__Document excerpt__
((
Can we have a button to compliment the "This" button for posts like this? Preferrably titled "You're stupid as hell."

Nobody's encouraging apathy-- we're encouraging people to _get their goddamn priorities straight._ This is a furry website on the internet, not a serious civil rights issue that threatened to tear a country apart. Seriously, fuck off with that kind of talk.


----------



## Browder (May 1, 2010)

Irreverent said:


> As Dragoneer stated, there is a policy and action has been taken in the past.  *Ironically, we do seem to make any excuse for drug users, underage drinking, speeding, vore, diaper, music sharing etc.*  The synthetic outrage generated around zoophilia seems disproportionate, likely because its not one of _the average furry's_ sacred cows that is being gored.   Banning user for generalized admissions of illegality would wipe out half the users of FA faster than going after the zoo's.



I've noticed this and I consider it a problem. What individual user's do on there own time is their problem, however I don't want a website I'm a part of to be even peripherally associated with _any_ illegalities, zoophilia or otherwise.


----------



## Smelge (May 1, 2010)
))
__Task A__
Decide whether each statement agrees with the forum thread, answering yes or no and quoting the exact words of the thread that settle it: (i) The post quoted in the thread says that action has been taken in the past. (ii) The first post describes the site as a serious civil rights issue. (iii) Browder says that what individual users do on their own time is their problem.
__Task B__
Rewrite the forum thread from "Can we have" up to and including "kind of talk.", putting "option" in place of "button".
__Task C__
Carry on the forum thread from the point where it stops.
The listing that comes next is from a separate source, not the forum thread.

__Given records__
((
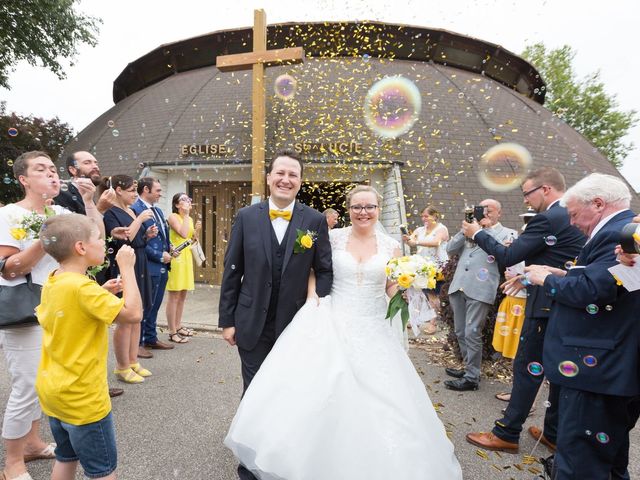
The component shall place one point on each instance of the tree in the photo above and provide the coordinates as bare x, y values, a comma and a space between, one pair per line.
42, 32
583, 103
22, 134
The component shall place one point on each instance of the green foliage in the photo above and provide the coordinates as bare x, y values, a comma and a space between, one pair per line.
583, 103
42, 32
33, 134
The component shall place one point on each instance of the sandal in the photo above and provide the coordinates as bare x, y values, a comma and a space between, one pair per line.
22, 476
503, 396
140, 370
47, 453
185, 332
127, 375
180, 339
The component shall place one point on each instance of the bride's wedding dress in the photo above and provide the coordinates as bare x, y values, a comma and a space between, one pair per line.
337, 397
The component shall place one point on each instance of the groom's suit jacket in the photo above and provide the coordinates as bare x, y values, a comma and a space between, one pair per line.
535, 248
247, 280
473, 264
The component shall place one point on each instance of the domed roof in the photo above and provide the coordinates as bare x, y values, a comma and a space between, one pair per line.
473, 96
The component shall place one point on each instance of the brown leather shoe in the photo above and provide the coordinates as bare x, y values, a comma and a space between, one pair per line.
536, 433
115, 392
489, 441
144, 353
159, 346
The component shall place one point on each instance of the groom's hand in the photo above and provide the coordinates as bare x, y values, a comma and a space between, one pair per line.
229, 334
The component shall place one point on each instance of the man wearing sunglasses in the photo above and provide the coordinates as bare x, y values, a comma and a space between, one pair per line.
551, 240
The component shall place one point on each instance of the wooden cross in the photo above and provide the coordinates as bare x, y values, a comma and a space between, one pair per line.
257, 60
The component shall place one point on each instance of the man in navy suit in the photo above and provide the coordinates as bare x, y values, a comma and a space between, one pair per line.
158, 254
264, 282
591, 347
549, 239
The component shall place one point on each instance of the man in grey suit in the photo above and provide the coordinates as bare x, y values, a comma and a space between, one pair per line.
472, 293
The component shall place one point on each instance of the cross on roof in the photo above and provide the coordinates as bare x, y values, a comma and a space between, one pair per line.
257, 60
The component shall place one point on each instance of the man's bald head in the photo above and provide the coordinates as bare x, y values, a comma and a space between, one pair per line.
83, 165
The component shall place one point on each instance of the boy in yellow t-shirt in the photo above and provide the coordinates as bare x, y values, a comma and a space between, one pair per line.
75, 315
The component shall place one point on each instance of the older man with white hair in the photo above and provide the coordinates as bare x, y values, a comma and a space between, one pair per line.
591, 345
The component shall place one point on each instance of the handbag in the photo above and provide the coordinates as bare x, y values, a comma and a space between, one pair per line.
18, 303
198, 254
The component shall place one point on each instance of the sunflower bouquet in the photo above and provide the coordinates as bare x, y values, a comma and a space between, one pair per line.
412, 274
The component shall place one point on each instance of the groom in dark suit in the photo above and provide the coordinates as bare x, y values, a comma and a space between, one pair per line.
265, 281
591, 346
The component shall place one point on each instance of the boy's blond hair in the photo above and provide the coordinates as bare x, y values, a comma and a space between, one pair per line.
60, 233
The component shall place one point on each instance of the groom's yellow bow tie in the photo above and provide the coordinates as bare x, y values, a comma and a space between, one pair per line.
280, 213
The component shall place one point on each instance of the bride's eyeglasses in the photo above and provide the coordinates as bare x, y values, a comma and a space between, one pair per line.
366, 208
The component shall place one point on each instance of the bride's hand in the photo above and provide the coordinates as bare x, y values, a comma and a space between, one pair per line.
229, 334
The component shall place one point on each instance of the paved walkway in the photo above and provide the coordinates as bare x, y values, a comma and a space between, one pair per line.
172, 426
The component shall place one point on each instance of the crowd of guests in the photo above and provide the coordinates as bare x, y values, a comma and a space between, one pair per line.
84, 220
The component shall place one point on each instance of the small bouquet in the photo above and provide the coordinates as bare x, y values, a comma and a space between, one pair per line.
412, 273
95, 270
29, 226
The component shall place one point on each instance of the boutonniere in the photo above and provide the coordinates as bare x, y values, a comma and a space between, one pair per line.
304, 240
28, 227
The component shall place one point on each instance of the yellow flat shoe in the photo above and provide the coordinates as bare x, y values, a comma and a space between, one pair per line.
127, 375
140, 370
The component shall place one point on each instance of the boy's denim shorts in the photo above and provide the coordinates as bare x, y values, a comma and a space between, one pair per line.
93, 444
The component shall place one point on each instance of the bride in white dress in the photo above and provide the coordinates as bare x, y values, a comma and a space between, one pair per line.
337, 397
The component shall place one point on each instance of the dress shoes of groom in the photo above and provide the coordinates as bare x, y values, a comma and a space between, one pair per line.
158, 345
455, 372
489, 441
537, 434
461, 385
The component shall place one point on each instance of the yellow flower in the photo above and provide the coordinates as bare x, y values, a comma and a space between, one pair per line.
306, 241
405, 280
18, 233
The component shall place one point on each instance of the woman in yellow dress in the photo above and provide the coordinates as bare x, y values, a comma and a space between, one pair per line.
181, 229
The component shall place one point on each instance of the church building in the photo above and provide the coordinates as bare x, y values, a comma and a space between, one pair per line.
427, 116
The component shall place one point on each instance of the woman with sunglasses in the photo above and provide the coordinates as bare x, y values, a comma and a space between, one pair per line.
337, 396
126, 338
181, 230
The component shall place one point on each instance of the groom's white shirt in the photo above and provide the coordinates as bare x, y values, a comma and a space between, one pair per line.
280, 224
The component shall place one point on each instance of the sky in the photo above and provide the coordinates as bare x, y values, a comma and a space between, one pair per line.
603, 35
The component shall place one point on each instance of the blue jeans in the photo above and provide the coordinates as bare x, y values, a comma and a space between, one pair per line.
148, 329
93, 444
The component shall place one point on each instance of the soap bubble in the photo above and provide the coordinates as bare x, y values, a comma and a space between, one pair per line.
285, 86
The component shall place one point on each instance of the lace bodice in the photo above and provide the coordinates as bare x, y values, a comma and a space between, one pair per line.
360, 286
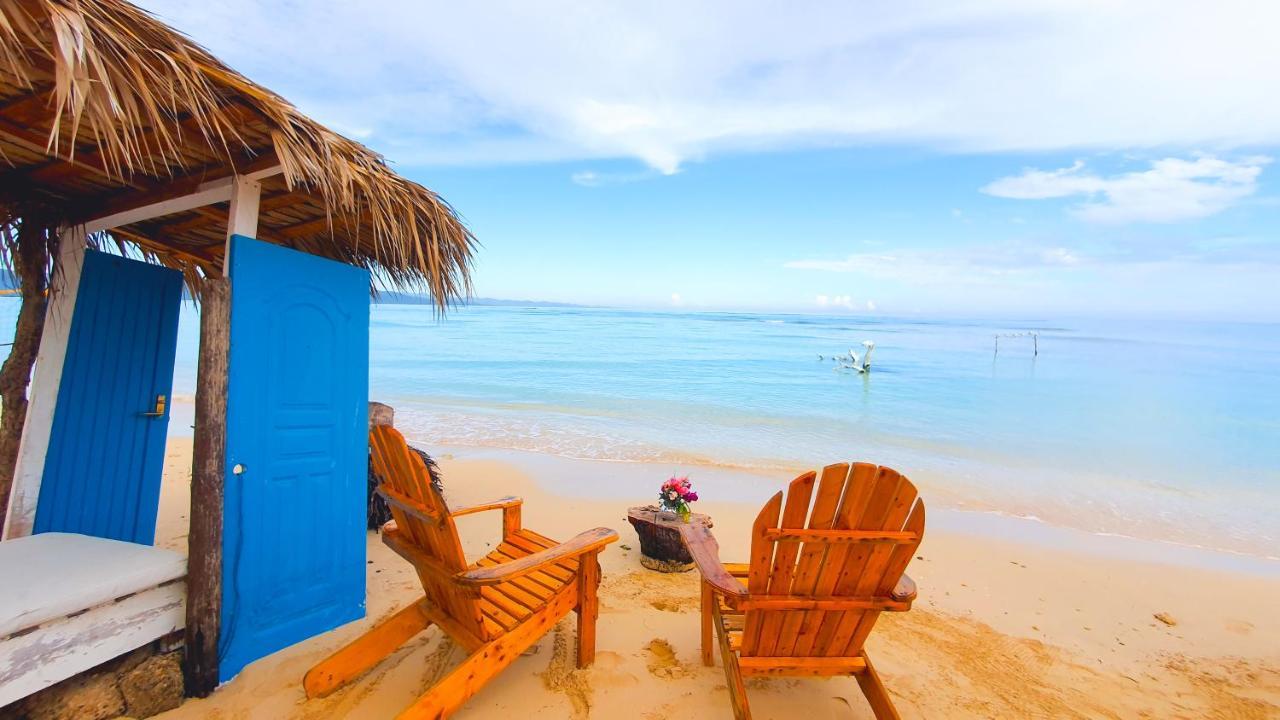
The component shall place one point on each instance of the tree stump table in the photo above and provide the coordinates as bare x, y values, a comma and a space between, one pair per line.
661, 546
))
__Final answer A__
(i) Yes: "there is a policy and action has been taken in the past."
(ii) No: "This is a furry website on the internet, not a serious civil rights issue that threatened to tear a country apart."
(iii) Yes: "What individual user's do on there own time is their problem"

__Final answer B__
Can we have a option to compliment the "This" option for posts like this? Preferrably titled "You're stupid as hell."

Nobody's encouraging apathy-- we're encouraging people to _get their goddamn priorities straight._ This is a furry website on the internet, not a serious civil rights issue that threatened to tear a country apart. Seriously, fuck off with that kind of talk.

__Final answer C__
Ben said:


> Nobody's encouraging apathy-- we're encouraging people to _get their goddamn priorities straight._



Actually, I think the message was "get your priorities straight before being apathetic".

I shall now spend 5 minutes glaring at your post in the hopes your face will catch fire.


----------



## Dragoneer (May 1, 2010)

Browder said:


> I've noticed this and I consider it a problem. What individual user's do on there own time is their problem, however I don't want a website I'm a part of to be even peripherally associated with _any_ illegalities, zoophilia or otherwise.


When it comes to issues like this we give people a one time warning -- keep your real life crap off the site. It doesn't belong here. This goes for journals, submissions, pirating, drugs, sex, whatever.


----------



## Ben (May 1, 2010)

Voidrunners said:


> Actually, I think the message was "get your priorities straight before being apathetic".
> 
> I shall now spend 5 minutes glaring at your post in the hopes your face will catch fire.



I'm not apathetic, I just have enough of a brain to know that having zoophiles and pedophiles banned from a furry website is not an important issue, and no way in hell should be compared with racism or sexism to any degree.


----------



## Smelge (May 1, 2010)

Ben said:


> I'm not apathetic, I just have enough of a brain to know that having zoophiles and pedophiles banned from a furry website is not an important issue, and no way in hell should be compared with racism or sexism to any degree.



They were examples. Not comparisons. Just, y'know saying that if everyone had adopted the "fuck it my opinion doesn't matter" approach, we'd still be sat in caves. It's all progression.

Just saying "it doesn't matter in the grand scheme of things" is incorrect. The beastiality thing is one of the main bugbears of this whole place. It's an automatic assumption when the fandom is mentioned. You have an undisclosed number of people getting shit for what a minority do.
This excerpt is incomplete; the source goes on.